▼

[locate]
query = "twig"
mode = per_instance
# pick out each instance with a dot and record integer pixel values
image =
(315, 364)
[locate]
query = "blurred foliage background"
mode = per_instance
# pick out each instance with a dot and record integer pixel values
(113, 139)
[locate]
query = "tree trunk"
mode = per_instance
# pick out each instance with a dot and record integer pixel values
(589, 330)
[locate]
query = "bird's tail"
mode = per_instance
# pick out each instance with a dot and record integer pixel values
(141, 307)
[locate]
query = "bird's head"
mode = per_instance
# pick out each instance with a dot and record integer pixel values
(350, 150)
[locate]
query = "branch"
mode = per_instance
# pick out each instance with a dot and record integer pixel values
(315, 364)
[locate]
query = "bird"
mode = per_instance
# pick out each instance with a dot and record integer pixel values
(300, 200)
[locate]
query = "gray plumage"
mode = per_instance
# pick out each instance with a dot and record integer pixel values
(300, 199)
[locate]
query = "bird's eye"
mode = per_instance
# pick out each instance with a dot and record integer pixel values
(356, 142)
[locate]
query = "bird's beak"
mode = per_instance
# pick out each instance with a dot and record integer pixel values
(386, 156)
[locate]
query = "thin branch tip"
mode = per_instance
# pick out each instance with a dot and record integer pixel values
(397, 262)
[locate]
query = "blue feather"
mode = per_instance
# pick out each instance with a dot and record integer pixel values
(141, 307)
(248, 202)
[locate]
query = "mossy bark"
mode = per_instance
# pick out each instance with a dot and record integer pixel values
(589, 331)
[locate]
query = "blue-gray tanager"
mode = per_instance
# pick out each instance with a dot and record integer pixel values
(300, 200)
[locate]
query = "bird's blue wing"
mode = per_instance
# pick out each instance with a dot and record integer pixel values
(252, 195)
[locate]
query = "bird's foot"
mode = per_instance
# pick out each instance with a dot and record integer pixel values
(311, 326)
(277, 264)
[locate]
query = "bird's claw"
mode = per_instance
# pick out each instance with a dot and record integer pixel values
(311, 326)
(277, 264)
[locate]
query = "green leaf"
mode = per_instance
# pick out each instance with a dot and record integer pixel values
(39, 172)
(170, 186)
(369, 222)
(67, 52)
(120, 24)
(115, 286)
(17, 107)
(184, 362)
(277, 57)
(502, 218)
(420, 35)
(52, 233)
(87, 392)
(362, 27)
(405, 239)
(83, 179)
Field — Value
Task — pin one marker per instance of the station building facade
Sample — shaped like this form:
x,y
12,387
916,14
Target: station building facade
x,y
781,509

▲

**Assignment**.
Please print the listing exactly, keeping each line as it is.

**Expected answer**.
[locate]
query = "twig"
mode = per_instance
# pick out each instance with a dot and record integer pixel values
image =
(315, 364)
[locate]
query = "blurred foliage background"
mode = per_instance
# pick out each instance with a dot and record integer pixel values
(113, 139)
[locate]
query = "tree trunk"
mode = per_instance
# pick out each instance with a dot and record integer pixel values
(589, 330)
[locate]
query = "bird's tail"
mode = per_instance
# pick out each instance with a dot and record integer pixel values
(141, 307)
[locate]
query = "bird's head"
mode = per_instance
# pick out each instance with a dot and record integer pixel values
(350, 150)
[locate]
query = "branch"
mode = per_instance
# pick out each instance with a dot and record integer pixel values
(315, 364)
[locate]
query = "bird"
mode = per_instance
# pick out each instance with a dot and record integer pixel values
(300, 200)
[locate]
query = "gray plumage"
mode = per_instance
# pick out each instance with a dot and record integer pixel values
(300, 199)
[locate]
query = "bird's eye"
mode = per_instance
# pick out each instance with a dot and record integer pixel values
(356, 142)
[locate]
query = "bird's beak"
mode = per_instance
# pick out each instance with a dot and record integer pixel values
(386, 156)
[locate]
query = "thin branch tip"
mode = per_instance
# pick out each instance with a dot and record integer pixel values
(397, 262)
[locate]
query = "blue feather"
mode = per_instance
# pick out each instance with a dot and record integer pixel values
(141, 307)
(248, 202)
[locate]
query = "mossy bark"
mode = per_instance
# pick out each instance with a dot and record integer pixel values
(589, 331)
[locate]
query = "blue-gray tanager"
mode = per_instance
# pick out each instance with a dot and record integer pixel values
(300, 200)
[locate]
query = "bird's blue wing"
mode = per_instance
# pick out each instance with a dot and record integer pixel values
(252, 195)
[locate]
query = "bird's foot"
mode = per_instance
# pick out each instance with a dot and record integer pixel values
(311, 326)
(277, 264)
[locate]
query = "bird's claw"
mode = per_instance
# pick out each instance with a dot and record integer pixel values
(311, 326)
(277, 264)
[locate]
query = "green leaf"
mode = per_instance
# pick out each instance with a dot and record integer pixel values
(39, 172)
(170, 186)
(369, 222)
(67, 52)
(120, 24)
(115, 286)
(17, 107)
(184, 362)
(277, 57)
(502, 218)
(420, 35)
(52, 233)
(87, 392)
(362, 27)
(405, 239)
(83, 179)
Field — Value
Task — pin one marker per instance of the station building facade
Sample — shaped like this form:
x,y
12,387
916,14
Target: station building facade
x,y
781,509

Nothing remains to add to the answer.